Boundary annotation records
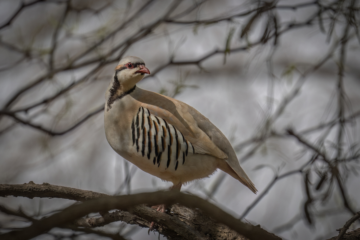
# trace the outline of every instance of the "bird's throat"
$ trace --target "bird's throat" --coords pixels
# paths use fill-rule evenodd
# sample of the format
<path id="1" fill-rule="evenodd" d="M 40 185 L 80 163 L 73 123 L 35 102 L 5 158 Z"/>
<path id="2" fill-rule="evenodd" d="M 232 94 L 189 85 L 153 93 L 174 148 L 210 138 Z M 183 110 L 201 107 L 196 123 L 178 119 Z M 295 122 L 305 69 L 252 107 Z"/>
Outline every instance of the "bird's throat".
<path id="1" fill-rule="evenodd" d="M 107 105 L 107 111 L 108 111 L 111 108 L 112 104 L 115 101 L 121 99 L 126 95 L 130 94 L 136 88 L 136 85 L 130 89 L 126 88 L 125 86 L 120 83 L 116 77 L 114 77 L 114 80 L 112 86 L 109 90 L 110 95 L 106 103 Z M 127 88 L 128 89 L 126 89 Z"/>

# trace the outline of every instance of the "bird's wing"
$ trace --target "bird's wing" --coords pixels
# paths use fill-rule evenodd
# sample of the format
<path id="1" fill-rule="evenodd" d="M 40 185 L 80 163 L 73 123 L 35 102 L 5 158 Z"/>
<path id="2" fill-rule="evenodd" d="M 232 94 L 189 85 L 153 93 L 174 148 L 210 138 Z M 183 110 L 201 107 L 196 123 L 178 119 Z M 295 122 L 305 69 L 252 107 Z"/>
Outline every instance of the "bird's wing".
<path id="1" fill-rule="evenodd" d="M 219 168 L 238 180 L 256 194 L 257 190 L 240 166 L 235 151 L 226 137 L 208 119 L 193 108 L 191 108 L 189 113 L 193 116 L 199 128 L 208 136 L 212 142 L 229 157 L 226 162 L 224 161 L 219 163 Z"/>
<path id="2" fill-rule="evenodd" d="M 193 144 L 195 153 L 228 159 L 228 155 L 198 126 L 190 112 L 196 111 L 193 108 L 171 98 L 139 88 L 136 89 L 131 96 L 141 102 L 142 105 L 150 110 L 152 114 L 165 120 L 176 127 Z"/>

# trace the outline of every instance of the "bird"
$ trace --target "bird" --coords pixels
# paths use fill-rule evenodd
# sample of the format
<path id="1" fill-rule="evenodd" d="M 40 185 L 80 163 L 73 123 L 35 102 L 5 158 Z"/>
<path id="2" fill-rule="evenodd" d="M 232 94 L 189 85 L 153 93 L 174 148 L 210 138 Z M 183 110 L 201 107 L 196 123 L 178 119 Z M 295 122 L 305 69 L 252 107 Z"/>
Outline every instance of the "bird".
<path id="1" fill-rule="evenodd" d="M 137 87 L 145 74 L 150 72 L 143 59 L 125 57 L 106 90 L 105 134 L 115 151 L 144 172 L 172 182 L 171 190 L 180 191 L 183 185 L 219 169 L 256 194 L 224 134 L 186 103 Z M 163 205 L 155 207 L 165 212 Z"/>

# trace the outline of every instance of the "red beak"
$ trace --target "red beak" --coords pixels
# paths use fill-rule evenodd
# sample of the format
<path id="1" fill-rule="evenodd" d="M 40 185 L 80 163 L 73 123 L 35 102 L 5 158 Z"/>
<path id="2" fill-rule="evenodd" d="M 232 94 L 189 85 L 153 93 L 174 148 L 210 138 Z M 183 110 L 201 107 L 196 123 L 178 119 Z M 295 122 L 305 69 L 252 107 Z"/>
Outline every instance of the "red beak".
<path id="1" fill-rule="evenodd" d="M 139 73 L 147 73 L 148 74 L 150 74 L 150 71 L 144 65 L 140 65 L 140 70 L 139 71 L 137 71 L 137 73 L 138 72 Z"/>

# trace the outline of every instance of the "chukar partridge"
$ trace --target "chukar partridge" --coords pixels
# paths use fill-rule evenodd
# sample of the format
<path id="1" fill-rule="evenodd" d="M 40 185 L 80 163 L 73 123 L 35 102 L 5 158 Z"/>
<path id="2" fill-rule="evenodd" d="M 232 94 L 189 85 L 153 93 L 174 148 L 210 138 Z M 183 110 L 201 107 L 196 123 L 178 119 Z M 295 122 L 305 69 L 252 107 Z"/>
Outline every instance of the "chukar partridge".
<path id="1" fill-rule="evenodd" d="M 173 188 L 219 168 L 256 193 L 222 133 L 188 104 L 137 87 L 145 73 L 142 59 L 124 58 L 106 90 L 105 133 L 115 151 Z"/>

◆ WHAT IS ASKED:
Give every line above again exactly, with no pictures.

◆ EXERCISE OUTPUT:
# trace the outline of every instance of the "bird's throat"
$ trace --target "bird's throat" --coords pixels
# paths use fill-rule evenodd
# sample of the format
<path id="1" fill-rule="evenodd" d="M 40 185 L 80 163 L 73 123 L 35 102 L 5 158 Z"/>
<path id="2" fill-rule="evenodd" d="M 232 94 L 189 85 L 153 93 L 174 148 L 210 138 Z M 183 110 L 201 107 L 196 123 L 178 119 Z M 295 122 L 305 69 L 252 107 Z"/>
Outline every instance of the "bird's throat".
<path id="1" fill-rule="evenodd" d="M 107 105 L 107 111 L 108 111 L 111 108 L 112 104 L 115 101 L 121 99 L 126 95 L 130 94 L 136 88 L 136 85 L 130 89 L 126 88 L 125 86 L 120 83 L 116 77 L 114 77 L 114 80 L 112 86 L 109 90 L 110 95 L 106 103 Z M 127 88 L 128 89 L 126 89 Z"/>

# trace the outline of every instance of the "bird's wing"
$ trace --target "bird's wing" --coords pixels
# paths use fill-rule evenodd
# sample of the format
<path id="1" fill-rule="evenodd" d="M 40 185 L 80 163 L 73 123 L 35 102 L 5 158 Z"/>
<path id="2" fill-rule="evenodd" d="M 232 94 L 189 85 L 153 93 L 174 148 L 210 138 Z M 183 110 L 201 107 L 196 123 L 178 119 Z M 295 122 L 305 69 L 252 107 Z"/>
Outline every instance of the "bird's wing".
<path id="1" fill-rule="evenodd" d="M 219 168 L 238 180 L 256 194 L 257 190 L 240 166 L 235 151 L 226 137 L 208 119 L 193 108 L 191 108 L 189 113 L 193 116 L 199 128 L 208 136 L 212 142 L 229 157 L 226 162 L 224 161 L 219 163 Z"/>
<path id="2" fill-rule="evenodd" d="M 193 144 L 195 153 L 228 159 L 228 155 L 198 126 L 190 112 L 196 111 L 193 108 L 171 98 L 139 88 L 136 89 L 131 96 L 141 102 L 142 105 L 150 110 L 152 114 L 165 120 L 176 127 Z"/>

# trace the outline of every instance of the "bird"
$ trace --target "bird" --coords pixels
# paths use fill-rule evenodd
# sample of the format
<path id="1" fill-rule="evenodd" d="M 40 185 L 80 163 L 73 123 L 35 102 L 5 158 Z"/>
<path id="2" fill-rule="evenodd" d="M 232 94 L 189 85 L 153 93 L 174 148 L 210 138 Z M 183 110 L 201 107 L 196 123 L 178 119 Z M 295 122 L 305 69 L 252 107 Z"/>
Outline every instance of the "bird".
<path id="1" fill-rule="evenodd" d="M 137 87 L 145 74 L 150 72 L 143 59 L 125 57 L 106 90 L 105 134 L 115 151 L 144 172 L 172 182 L 171 190 L 180 191 L 183 185 L 219 169 L 256 194 L 224 134 L 186 103 Z M 163 205 L 155 207 L 165 212 Z"/>

# trace the outline of every instance of the "red beak"
$ trace --target "red beak" --coords pixels
# paths use fill-rule evenodd
# sample of the format
<path id="1" fill-rule="evenodd" d="M 40 185 L 80 163 L 73 123 L 35 102 L 5 158 Z"/>
<path id="2" fill-rule="evenodd" d="M 232 94 L 189 85 L 153 93 L 174 148 L 210 138 Z M 183 110 L 201 107 L 196 123 L 178 119 Z M 295 122 L 305 69 L 252 107 Z"/>
Outline every instance of the "red beak".
<path id="1" fill-rule="evenodd" d="M 139 73 L 147 73 L 148 74 L 150 74 L 150 71 L 144 65 L 140 65 L 140 70 L 139 71 L 137 71 L 137 73 L 138 72 Z"/>

# trace the outline of every instance of the "chukar partridge"
$ trace --target "chukar partridge" --coords pixels
# paths use fill-rule evenodd
# sample of the format
<path id="1" fill-rule="evenodd" d="M 40 185 L 80 163 L 73 123 L 35 102 L 5 158 Z"/>
<path id="2" fill-rule="evenodd" d="M 232 94 L 189 85 L 153 93 L 174 148 L 210 138 Z M 183 110 L 201 107 L 196 123 L 178 119 Z M 295 122 L 305 69 L 252 107 Z"/>
Outline every instance of the "chukar partridge".
<path id="1" fill-rule="evenodd" d="M 173 188 L 219 168 L 256 193 L 222 133 L 188 104 L 137 87 L 145 73 L 142 59 L 124 58 L 106 90 L 105 133 L 115 151 Z"/>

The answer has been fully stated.